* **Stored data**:
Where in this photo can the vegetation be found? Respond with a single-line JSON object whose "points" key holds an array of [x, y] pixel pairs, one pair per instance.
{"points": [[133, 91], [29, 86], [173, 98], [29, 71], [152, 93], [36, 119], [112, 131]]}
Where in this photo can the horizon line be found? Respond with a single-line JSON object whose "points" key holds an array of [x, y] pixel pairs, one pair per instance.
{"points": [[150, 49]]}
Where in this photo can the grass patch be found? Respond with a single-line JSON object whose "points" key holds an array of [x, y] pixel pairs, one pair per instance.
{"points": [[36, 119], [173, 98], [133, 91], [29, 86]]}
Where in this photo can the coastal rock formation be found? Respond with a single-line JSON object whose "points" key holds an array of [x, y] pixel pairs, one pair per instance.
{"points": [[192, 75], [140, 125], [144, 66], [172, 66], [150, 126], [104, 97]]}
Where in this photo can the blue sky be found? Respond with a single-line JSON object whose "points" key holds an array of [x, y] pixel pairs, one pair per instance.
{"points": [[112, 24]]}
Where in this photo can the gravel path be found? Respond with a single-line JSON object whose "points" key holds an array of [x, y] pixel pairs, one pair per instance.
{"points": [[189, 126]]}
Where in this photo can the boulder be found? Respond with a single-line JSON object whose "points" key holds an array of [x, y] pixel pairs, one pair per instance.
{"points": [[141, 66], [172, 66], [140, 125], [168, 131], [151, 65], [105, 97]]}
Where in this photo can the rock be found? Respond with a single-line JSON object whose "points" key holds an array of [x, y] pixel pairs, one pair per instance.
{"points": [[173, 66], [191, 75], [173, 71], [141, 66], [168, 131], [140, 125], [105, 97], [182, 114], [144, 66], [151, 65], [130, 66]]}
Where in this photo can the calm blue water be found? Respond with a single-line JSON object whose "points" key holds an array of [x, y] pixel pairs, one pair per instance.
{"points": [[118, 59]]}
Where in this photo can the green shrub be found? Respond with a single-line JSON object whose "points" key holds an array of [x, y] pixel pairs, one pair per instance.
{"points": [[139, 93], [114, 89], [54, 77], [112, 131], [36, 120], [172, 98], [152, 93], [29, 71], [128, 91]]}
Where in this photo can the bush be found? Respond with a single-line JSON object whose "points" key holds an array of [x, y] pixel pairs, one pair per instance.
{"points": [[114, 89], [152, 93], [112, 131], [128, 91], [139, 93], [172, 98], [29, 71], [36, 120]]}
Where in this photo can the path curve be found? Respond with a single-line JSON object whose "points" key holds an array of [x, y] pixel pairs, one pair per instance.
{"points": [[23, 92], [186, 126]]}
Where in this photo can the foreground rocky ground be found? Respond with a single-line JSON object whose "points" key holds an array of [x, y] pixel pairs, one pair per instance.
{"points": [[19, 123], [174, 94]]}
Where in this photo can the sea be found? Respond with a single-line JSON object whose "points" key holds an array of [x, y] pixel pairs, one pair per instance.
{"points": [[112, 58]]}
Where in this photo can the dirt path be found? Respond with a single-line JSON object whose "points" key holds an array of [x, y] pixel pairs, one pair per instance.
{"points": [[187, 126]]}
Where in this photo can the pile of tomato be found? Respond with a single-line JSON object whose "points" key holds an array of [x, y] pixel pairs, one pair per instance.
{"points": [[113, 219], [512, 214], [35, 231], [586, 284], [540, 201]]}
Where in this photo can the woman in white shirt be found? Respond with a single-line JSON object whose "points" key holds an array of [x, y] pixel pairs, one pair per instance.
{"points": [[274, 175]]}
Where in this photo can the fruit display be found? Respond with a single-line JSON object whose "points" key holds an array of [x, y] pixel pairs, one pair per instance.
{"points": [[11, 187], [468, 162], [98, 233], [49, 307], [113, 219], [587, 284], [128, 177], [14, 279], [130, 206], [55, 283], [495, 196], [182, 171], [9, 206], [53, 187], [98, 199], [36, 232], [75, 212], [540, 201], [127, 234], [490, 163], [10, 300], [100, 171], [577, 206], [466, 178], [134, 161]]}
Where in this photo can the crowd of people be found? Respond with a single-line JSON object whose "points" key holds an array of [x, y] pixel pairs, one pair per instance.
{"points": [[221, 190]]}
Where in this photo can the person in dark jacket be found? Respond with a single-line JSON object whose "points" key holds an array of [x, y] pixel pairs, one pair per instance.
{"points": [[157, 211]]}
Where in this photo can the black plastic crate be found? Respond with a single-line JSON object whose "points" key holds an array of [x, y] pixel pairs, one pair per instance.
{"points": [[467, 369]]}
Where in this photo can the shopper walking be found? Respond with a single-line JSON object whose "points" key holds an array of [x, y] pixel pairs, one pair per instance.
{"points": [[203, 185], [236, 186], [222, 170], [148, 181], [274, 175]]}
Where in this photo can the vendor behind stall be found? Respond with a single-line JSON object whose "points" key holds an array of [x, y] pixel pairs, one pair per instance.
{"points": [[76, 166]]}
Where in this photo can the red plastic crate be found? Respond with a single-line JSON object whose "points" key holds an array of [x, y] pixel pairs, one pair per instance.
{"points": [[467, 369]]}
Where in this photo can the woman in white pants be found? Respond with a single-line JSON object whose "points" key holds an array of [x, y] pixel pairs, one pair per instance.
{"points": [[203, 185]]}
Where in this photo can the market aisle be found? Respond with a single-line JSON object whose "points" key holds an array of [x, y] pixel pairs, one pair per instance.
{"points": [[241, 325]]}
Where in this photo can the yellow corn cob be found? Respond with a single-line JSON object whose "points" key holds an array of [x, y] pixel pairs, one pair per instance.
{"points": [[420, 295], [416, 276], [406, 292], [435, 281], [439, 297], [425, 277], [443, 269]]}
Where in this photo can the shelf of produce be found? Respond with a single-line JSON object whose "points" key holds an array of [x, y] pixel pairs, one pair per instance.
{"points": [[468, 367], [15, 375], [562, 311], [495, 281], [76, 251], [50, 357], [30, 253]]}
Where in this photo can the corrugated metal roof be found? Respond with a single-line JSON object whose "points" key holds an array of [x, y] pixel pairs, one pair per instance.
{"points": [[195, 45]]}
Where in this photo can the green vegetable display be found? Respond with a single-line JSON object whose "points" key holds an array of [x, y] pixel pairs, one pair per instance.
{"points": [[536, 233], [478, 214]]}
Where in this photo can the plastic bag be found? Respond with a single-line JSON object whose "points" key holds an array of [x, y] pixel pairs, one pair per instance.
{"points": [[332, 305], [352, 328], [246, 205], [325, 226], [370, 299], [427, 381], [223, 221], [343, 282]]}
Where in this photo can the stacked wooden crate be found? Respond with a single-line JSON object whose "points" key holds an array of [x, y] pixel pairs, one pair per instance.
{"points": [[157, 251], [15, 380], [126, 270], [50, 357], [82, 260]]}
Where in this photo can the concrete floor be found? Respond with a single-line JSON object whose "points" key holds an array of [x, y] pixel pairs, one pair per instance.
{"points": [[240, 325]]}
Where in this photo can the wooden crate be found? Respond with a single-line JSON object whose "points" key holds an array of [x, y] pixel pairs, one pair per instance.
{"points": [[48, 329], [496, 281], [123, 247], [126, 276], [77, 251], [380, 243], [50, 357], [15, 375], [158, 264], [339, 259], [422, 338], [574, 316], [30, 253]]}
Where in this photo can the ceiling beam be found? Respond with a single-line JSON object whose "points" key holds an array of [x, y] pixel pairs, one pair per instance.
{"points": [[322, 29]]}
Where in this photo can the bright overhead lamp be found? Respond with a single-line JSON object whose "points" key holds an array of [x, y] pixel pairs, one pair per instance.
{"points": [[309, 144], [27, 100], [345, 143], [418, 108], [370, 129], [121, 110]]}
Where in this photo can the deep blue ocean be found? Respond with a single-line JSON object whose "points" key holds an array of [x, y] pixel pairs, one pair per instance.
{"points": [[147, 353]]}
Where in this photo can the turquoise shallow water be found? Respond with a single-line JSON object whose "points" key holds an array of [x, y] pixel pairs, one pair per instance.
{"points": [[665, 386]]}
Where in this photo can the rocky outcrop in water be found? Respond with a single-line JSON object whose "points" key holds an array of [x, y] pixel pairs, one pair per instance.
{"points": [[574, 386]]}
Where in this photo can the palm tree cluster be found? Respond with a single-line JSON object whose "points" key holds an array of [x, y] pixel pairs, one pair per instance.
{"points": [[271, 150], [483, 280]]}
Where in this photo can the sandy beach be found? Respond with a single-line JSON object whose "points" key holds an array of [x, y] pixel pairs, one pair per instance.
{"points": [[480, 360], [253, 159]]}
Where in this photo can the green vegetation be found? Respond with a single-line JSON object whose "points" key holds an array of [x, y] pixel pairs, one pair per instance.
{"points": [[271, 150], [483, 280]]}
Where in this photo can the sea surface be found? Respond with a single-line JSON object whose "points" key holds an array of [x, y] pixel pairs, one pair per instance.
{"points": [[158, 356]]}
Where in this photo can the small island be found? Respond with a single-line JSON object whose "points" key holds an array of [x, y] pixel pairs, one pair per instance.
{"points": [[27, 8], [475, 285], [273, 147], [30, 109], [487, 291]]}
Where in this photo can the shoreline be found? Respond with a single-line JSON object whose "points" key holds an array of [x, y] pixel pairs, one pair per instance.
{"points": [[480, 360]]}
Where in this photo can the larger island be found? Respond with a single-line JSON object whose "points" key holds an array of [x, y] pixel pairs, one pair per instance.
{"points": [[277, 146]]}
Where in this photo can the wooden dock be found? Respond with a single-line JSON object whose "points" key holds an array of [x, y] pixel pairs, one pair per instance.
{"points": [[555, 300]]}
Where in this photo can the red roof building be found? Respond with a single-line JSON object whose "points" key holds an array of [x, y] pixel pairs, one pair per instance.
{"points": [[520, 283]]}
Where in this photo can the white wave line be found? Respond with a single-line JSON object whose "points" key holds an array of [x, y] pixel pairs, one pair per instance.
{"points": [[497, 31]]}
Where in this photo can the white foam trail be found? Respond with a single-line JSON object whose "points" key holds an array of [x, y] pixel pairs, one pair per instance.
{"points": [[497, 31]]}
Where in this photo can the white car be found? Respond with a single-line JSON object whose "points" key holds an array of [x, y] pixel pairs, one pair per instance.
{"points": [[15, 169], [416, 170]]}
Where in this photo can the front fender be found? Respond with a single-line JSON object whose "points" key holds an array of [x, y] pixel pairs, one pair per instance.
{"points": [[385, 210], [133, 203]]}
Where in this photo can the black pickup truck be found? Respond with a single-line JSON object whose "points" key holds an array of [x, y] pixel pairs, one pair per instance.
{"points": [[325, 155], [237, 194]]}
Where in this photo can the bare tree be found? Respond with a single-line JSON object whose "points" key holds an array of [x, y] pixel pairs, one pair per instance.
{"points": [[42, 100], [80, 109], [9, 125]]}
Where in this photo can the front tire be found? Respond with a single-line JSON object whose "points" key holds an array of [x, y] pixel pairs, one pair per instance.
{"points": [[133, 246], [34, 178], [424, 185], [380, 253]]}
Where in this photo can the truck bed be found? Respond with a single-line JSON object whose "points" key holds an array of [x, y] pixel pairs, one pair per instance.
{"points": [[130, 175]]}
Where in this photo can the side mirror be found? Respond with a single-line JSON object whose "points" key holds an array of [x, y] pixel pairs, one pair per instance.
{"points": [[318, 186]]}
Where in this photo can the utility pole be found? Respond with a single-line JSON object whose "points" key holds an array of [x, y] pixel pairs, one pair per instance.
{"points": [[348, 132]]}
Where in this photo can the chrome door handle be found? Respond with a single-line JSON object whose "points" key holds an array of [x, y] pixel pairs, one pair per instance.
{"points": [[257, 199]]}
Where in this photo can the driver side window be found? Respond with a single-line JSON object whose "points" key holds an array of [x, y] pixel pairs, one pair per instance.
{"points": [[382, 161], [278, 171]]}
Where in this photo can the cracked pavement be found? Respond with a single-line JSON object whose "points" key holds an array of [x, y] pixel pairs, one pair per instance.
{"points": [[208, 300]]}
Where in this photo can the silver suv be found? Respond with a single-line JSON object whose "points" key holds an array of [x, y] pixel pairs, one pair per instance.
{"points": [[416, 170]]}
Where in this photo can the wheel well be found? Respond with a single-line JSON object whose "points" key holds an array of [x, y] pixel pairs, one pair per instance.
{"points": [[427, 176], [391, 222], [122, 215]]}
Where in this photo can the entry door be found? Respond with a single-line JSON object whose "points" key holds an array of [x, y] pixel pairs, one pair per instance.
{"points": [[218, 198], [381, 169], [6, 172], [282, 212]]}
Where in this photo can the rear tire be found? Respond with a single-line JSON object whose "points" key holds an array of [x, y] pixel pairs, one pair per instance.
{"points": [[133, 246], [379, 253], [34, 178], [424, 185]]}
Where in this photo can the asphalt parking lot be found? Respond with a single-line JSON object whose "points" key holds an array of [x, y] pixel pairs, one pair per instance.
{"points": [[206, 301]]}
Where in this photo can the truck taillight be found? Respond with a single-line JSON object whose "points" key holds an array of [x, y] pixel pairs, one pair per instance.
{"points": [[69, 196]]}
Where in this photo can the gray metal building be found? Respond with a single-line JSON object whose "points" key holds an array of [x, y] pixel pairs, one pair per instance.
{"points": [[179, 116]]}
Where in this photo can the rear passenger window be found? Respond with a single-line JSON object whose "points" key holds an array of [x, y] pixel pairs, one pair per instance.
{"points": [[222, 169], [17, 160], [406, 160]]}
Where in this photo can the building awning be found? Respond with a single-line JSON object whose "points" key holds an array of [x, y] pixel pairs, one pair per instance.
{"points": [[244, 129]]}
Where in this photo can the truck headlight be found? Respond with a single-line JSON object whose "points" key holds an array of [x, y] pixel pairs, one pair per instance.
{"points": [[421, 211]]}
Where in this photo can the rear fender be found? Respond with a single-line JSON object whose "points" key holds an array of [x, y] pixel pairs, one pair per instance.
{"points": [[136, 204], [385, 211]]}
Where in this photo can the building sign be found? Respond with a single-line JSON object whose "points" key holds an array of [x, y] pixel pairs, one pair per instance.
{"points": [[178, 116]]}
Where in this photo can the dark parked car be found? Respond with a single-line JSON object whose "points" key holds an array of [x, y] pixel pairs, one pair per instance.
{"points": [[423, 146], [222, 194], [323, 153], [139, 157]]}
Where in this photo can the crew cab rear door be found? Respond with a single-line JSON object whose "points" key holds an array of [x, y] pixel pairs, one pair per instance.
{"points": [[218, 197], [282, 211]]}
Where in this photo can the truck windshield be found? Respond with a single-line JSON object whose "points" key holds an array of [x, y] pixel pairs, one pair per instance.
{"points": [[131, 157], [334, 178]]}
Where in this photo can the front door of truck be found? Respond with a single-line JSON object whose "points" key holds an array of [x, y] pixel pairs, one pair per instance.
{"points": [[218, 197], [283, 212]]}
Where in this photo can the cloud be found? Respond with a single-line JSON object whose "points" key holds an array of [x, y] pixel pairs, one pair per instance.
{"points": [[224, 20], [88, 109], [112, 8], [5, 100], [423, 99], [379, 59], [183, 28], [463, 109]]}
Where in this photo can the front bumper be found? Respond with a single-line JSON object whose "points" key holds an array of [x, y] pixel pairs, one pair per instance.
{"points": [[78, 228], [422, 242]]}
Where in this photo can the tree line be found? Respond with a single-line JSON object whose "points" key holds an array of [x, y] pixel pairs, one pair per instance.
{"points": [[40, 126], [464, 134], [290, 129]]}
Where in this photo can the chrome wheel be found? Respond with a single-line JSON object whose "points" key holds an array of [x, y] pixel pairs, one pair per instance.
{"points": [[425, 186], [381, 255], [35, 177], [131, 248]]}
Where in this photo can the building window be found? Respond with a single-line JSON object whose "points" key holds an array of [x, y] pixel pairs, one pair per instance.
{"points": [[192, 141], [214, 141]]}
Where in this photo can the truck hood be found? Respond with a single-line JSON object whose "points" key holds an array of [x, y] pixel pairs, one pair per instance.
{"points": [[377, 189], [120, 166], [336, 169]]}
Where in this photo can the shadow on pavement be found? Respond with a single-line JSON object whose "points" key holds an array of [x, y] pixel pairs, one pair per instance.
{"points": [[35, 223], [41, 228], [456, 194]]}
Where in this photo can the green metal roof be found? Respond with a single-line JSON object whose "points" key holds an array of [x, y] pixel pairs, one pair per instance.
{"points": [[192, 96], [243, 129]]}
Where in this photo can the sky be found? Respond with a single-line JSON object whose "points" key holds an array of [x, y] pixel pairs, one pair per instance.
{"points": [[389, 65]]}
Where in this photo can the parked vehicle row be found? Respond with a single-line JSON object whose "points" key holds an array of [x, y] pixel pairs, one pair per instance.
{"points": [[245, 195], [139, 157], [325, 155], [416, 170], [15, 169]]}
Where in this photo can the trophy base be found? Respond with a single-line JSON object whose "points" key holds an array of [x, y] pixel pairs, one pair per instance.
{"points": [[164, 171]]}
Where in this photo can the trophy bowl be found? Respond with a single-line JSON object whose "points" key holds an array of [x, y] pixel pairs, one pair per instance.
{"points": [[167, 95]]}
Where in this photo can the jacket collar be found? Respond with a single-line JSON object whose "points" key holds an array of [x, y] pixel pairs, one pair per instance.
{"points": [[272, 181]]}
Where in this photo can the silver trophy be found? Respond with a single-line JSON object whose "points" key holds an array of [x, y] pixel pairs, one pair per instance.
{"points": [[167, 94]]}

* **Task instructions**: Extract, exactly, the lines above that begin at the line containing "Where in this photo can the sky" and end at the final line of the records; add no other text.

* **Output for this task**:
Where in this photo can the sky be found? Respond with a single-line JSON object whose "points" key holds an array of [x, y] pixel pairs, one pair per instance.
{"points": [[389, 65]]}
Where in this photo can the parked vehicle row be found? Respond with a single-line JSON object whose "points" key holds an array of [x, y] pixel pairs, one pair per instance.
{"points": [[245, 195], [139, 157], [325, 155], [416, 170], [15, 169]]}
Where in this photo can the trophy base be found? Respond with a single-line JSON object whose "points" key holds an array of [x, y] pixel pairs, one pair per instance.
{"points": [[164, 171]]}
Where in this photo can the trophy bowl be found? Respond with a single-line JSON object whose "points" key holds an array of [x, y] pixel pairs, one pair per instance.
{"points": [[167, 95]]}
Where in this photo can the jacket collar be found? Respond with a single-line JSON object whose "points" key holds an array of [x, y] pixel pairs, one pair per instance.
{"points": [[272, 181]]}
Where in this photo can the silver trophy be found? Respond with a single-line JSON object whose "points" key holds an array of [x, y] pixel pairs, one pair per instance.
{"points": [[167, 94]]}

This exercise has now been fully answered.